[Task requirements] Each entry is to be transcribed exactly, with nothing added or dropped.

[Records to use]
++++++++

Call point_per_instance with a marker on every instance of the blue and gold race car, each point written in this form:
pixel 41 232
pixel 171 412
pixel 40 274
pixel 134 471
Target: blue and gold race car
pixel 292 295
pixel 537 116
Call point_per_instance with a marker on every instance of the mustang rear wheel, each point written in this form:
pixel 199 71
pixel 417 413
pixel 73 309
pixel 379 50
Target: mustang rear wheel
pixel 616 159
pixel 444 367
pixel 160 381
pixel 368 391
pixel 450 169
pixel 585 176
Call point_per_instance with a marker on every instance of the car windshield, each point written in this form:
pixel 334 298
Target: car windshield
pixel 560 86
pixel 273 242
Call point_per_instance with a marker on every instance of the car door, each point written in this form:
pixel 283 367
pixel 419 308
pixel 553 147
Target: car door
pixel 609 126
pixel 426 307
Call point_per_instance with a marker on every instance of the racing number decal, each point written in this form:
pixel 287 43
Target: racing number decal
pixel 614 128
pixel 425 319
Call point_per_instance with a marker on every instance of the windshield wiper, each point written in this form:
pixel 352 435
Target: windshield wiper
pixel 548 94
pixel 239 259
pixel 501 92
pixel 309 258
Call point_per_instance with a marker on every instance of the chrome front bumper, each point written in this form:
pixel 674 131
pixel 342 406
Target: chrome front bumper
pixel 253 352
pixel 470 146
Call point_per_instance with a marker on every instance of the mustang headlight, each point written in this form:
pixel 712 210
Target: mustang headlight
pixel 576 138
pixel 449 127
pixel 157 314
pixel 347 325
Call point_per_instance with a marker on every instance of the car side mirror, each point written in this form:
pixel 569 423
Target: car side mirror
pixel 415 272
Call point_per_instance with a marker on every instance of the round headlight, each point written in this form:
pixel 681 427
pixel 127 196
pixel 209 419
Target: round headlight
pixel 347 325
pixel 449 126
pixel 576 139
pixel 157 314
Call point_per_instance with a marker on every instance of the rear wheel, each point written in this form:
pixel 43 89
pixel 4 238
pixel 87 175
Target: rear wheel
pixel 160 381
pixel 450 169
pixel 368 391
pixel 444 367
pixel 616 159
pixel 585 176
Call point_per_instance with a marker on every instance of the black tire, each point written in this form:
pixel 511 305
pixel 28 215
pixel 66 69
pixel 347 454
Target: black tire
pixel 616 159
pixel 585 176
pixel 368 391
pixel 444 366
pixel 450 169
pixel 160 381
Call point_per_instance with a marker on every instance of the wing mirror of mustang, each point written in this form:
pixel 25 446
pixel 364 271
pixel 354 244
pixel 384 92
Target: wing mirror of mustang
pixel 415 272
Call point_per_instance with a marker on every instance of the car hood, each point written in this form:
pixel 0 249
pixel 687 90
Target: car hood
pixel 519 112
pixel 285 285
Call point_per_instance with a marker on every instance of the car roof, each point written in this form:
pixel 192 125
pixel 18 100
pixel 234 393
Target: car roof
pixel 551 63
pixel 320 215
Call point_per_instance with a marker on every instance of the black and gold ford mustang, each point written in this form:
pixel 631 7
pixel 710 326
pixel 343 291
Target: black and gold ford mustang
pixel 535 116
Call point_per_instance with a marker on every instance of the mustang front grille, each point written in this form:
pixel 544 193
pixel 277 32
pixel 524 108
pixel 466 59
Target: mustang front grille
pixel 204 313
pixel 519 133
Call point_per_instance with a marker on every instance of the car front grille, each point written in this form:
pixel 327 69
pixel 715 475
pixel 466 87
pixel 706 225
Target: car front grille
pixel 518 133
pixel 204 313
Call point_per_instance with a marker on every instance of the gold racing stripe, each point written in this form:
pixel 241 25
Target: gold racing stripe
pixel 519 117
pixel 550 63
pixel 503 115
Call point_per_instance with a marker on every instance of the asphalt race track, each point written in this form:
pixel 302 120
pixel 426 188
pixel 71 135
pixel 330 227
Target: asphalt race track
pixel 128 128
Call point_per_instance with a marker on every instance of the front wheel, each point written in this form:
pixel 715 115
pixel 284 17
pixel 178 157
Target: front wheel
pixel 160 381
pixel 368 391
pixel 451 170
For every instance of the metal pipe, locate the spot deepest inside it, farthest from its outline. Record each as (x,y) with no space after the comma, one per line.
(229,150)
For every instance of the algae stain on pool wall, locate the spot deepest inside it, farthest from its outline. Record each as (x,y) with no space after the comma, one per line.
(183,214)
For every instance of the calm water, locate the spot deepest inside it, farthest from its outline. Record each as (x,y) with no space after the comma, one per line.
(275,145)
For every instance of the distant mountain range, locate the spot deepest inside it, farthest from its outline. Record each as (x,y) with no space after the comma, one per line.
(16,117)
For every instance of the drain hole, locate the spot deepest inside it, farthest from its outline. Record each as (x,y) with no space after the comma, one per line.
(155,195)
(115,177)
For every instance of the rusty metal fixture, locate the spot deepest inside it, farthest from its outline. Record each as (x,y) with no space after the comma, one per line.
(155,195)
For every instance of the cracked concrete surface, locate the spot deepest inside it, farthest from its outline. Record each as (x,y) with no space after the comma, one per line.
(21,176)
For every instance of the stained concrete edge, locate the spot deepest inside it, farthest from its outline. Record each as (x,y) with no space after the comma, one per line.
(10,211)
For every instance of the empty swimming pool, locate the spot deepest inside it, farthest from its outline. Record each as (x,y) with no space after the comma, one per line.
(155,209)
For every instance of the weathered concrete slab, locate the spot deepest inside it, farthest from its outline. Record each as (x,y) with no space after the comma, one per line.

++++++++

[Output]
Call point_per_instance with a marker on every instance of the blue and gold race car, each point written in this form:
pixel 41 232
pixel 171 412
pixel 40 274
pixel 134 471
Target: blue and gold race car
pixel 292 295
pixel 537 116
Call point_per_instance with a marker on every instance of the mustang rear wheel, each point written in this form:
pixel 199 71
pixel 417 413
pixel 73 309
pixel 379 50
Target: mustang rear wheel
pixel 616 159
pixel 444 367
pixel 160 381
pixel 368 391
pixel 450 169
pixel 585 176
Call point_per_instance with a marker on every instance of the car windshield, each point written in this form:
pixel 334 298
Target: car windshield
pixel 560 86
pixel 273 242
Call point_per_instance with a marker on every instance of the car door, each point written in this form:
pixel 283 367
pixel 419 308
pixel 553 147
Target: car door
pixel 609 126
pixel 426 307
Call point_per_instance with a marker on every instance of the racing number decal, each point written in this form:
pixel 287 43
Target: racing number decal
pixel 614 128
pixel 425 319
Call point_per_instance with a marker on every instance of the windshield wiper, each point written in this form:
pixel 352 435
Target: windshield wiper
pixel 548 94
pixel 239 259
pixel 501 92
pixel 309 258
Call point_per_instance with a marker on every instance of the chrome front bumper, each point written in this form:
pixel 674 131
pixel 342 406
Target: chrome front bumper
pixel 253 352
pixel 470 146
Call point_per_instance with a marker on every instance of the mustang headlight, each point written in this form:
pixel 712 210
Target: mustang headlight
pixel 576 138
pixel 449 127
pixel 157 314
pixel 347 325
Call point_per_instance with a marker on every instance of the car side mirror, each point written in this form:
pixel 569 423
Target: car side mirror
pixel 415 272
Call point_per_instance with a marker on every instance of the round headlight, each point written in this form:
pixel 681 427
pixel 127 196
pixel 209 419
Target: round headlight
pixel 347 325
pixel 449 126
pixel 576 139
pixel 157 314
Call point_per_instance with a marker on every instance of the rear wheel, each point written in this form:
pixel 43 89
pixel 4 238
pixel 87 175
Target: rear wheel
pixel 160 381
pixel 450 169
pixel 368 391
pixel 444 367
pixel 616 159
pixel 585 176
Call point_per_instance with a marker on every instance of the black tire, each point written in this form:
pixel 511 305
pixel 28 215
pixel 66 69
pixel 347 454
Target: black tire
pixel 616 159
pixel 585 176
pixel 368 391
pixel 444 366
pixel 450 169
pixel 160 381
Call point_per_instance with a marker on every instance of the wing mirror of mustang, each point written in this form:
pixel 25 446
pixel 364 271
pixel 354 244
pixel 384 92
Target: wing mirror of mustang
pixel 415 272
Call point_per_instance with a marker on every instance of the car hood, each point written in this form:
pixel 0 249
pixel 687 90
Target: car hood
pixel 519 112
pixel 285 285
Call point_per_instance with a marker on every instance of the car roof, each point written in this form:
pixel 192 125
pixel 18 100
pixel 234 393
Target: car roof
pixel 551 63
pixel 320 215
Call point_per_instance with a marker on every instance of the black and gold ford mustang, each point written in this form:
pixel 631 7
pixel 710 326
pixel 343 291
Target: black and gold ford mustang
pixel 535 116
Call point_per_instance with a marker on every instance of the mustang front grille, each point written in this form:
pixel 544 193
pixel 277 32
pixel 524 108
pixel 466 59
Target: mustang front grille
pixel 204 313
pixel 519 133
Call point_per_instance with a marker on every instance of the car front grille, each point written in this form:
pixel 327 69
pixel 715 475
pixel 466 87
pixel 706 225
Target: car front grille
pixel 518 133
pixel 204 313
Call point_per_instance with a marker on every instance of the gold racing stripe, each point written in this form:
pixel 241 25
Target: gold racing stripe
pixel 519 117
pixel 550 63
pixel 503 115
Call point_per_instance with a marker on every instance of the asphalt race track, each point written in this form:
pixel 302 120
pixel 426 188
pixel 71 135
pixel 330 227
Target: asphalt race track
pixel 128 128
Call point_per_instance with a marker on every instance of the front wheel, each point written in this form:
pixel 715 115
pixel 284 17
pixel 178 157
Target: front wheel
pixel 160 381
pixel 368 391
pixel 451 170
For every instance of the metal pipe, locate the spot deepest inside it, farthest from its outline. Record each as (x,y) with no space after the comma, one per line.
(229,150)
For every instance of the algae stain on pool wall, locate the spot deepest inside it, farthest from its outline. Record each as (x,y) with no space after the comma, one per line.
(183,214)
For every instance of the calm water, locate the spot deepest inside it, farthest from its outline. Record each as (x,y) with no space after the comma, one per line.
(275,145)
For every instance of the distant mountain range, locate the spot deepest inside it, farthest from its outline. Record each as (x,y) with no space after the comma, one per line.
(16,117)
For every instance of the drain hole, locate the spot deepest inside it, farthest from its outline. Record each as (x,y) with no space after the comma, one per line.
(155,195)
(115,177)
For every instance of the rusty metal fixture, locate the spot deepest inside it, farthest from its outline. Record each as (x,y) with no space after the comma, one per line.
(155,195)
For every instance of the cracked concrete surface, locate the spot deepest inside it, farthest from its outline. Record each as (x,y) with no space after the comma, one per line.
(21,176)
For every instance of the stained concrete edge, locate the spot deepest inside it, farthest from its outline. Record each as (x,y) with no space after the comma, one per line.
(10,211)
For every instance of the empty swimming pool, locate the spot deepest inside it, farthest from its outline. Record each as (x,y) with no space after the comma, one per line.
(155,209)
For every instance of the weathered concrete slab, locate the spot deepest inside it, farthest from its outline. Record each as (x,y) with no space after the comma, one per line.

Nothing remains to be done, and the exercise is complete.